▶ [WRITTEN EXERCISE 1]: From the oyster stew excerpt, write out the passage that begins at the words "11. Put ketchup" and stops after the words "stew is gone.".

----

10. Crumble firm saltines into the stew. (I say firm because some but not all generic store brands are too soft and flaky.)

11. Put ketchup on top of the crumbled saltines.

12. Eat. (You get the best results when you use a spoon.)

13. When the whole layer of saltines is gone, add more. Add more ketchup and continue eating.

14. Repeat this process until all the stew is gone.

A note about the canned stew: My recollection is that in my youth Campell’s Oyster Stew had a small number of whole oysters in each can. The cans I’ve bought recently have only small bits and pieces of oysters. But the stew still has that distinctive oyster taste, and it’s still good.

A note about the ketchup: Some purists will object to this practice, and it’s optional. I would never put ketchup in stew when eating at a fancy place like, say, the Oyster Shak, but in the comfort of my home, I’ll eat the stew my way.

Every bite is like a trip to the sea shore.

----

▶ [WRITTEN EXERCISE 2]: Find every line in the entries below that contains the string "cockpit", matching case exactly, and copy each of those lines.

----

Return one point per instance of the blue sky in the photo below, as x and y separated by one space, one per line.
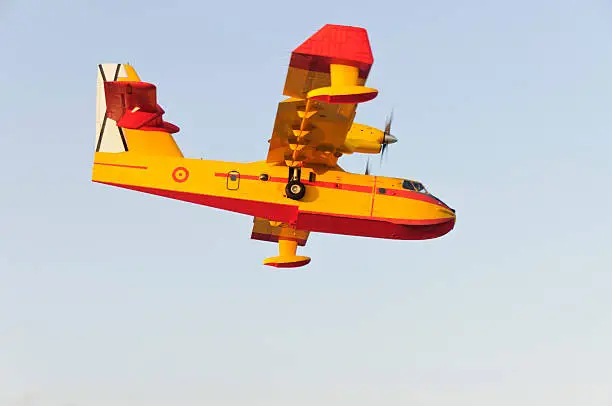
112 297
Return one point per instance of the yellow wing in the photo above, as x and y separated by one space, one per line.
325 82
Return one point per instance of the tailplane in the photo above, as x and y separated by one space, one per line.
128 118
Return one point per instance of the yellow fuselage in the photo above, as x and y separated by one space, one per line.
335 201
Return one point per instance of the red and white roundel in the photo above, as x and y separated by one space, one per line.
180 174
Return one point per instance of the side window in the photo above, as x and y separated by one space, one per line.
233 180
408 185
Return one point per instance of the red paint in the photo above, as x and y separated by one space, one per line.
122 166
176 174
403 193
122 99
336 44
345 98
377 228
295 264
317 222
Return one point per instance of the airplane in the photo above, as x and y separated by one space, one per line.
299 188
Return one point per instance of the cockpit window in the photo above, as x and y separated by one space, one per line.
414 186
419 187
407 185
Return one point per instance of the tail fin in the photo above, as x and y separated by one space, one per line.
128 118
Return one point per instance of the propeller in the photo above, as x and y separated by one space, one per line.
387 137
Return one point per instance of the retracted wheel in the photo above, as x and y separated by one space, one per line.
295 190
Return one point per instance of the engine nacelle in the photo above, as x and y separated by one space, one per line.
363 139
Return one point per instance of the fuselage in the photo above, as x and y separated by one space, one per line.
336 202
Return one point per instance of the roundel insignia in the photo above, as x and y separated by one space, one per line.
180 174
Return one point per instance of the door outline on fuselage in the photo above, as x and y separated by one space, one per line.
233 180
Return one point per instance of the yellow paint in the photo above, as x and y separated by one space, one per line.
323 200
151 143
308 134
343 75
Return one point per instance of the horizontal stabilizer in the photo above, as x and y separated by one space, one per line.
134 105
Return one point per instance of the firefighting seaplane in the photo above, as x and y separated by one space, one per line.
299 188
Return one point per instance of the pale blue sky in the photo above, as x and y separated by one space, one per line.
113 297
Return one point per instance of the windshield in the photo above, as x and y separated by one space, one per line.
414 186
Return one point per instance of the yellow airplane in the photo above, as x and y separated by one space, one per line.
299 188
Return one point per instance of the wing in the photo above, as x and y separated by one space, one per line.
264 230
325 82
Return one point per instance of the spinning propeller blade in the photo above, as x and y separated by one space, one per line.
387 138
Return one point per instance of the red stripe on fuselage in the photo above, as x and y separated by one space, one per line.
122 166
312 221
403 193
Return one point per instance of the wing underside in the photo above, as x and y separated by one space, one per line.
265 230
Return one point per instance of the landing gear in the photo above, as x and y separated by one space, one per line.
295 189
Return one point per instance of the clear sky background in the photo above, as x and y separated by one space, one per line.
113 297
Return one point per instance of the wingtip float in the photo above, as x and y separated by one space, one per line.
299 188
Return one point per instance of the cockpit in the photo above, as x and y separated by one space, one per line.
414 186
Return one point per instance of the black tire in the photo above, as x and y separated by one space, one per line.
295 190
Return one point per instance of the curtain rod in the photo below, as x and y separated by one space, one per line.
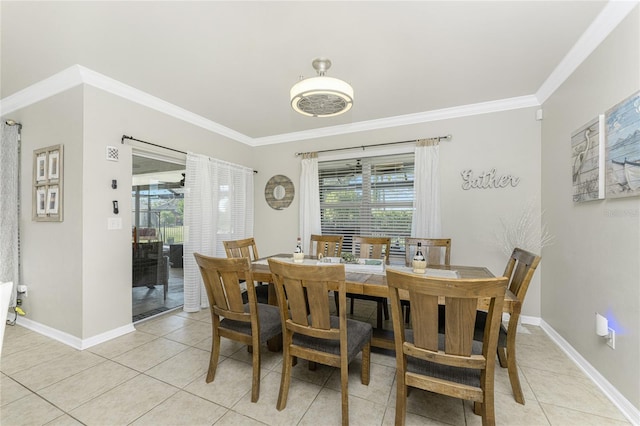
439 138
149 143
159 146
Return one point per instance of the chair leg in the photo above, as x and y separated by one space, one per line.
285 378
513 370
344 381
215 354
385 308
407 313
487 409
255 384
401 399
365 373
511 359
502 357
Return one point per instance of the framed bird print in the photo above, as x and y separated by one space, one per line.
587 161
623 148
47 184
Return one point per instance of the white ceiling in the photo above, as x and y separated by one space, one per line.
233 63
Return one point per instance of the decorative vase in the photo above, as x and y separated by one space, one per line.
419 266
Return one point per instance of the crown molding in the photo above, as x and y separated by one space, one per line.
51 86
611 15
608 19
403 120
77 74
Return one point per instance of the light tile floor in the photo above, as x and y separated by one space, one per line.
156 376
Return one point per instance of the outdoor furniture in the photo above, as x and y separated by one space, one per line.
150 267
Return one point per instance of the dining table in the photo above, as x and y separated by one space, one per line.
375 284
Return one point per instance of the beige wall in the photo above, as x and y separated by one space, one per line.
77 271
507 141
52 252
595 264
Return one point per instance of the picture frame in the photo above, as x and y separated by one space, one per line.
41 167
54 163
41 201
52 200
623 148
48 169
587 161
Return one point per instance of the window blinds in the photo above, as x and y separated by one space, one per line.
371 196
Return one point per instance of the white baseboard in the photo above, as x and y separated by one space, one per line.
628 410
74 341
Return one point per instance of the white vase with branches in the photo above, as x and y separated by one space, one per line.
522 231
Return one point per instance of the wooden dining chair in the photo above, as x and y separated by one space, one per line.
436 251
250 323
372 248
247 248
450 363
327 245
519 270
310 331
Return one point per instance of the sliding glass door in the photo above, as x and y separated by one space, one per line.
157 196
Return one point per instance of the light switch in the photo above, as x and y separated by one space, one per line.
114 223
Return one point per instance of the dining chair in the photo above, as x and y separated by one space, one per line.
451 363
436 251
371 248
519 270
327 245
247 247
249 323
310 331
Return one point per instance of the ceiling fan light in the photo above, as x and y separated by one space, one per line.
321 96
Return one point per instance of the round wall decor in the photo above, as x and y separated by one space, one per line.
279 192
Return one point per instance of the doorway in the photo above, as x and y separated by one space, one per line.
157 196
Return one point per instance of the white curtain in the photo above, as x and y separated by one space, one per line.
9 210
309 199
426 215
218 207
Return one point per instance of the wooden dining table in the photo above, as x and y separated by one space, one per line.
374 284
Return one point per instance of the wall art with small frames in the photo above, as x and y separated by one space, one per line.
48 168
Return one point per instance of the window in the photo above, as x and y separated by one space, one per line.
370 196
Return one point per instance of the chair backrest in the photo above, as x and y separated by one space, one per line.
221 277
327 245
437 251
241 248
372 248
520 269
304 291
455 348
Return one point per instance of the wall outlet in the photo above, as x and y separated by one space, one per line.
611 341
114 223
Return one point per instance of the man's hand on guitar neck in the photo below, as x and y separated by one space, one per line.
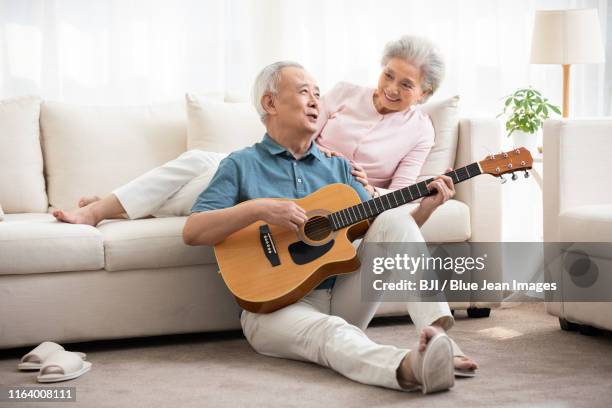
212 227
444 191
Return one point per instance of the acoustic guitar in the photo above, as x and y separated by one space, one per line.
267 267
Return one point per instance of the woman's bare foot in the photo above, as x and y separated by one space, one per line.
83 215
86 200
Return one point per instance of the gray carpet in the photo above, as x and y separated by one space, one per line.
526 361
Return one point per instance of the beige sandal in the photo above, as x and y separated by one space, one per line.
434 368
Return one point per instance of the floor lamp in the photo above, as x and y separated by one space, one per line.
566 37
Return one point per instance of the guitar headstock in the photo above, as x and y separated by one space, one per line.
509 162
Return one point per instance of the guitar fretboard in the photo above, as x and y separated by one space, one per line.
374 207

----

▶ [FINAL ANSWER 1]:
11. Put ketchup on top of the crumbled saltines.

12. Eat. (You get the best results when you use a spoon.)

13. When the whole layer of saltines is gone, add more. Add more ketchup and continue eating.

14. Repeat this process until all the stew is gone.

▶ [FINAL ANSWER 2]:
Return one point per instance of the cockpit window in the photo above, as x and y separated by one space, one per line.
Return one point per instance of the cockpit in the photo above, as x and y separated by one space, one per line.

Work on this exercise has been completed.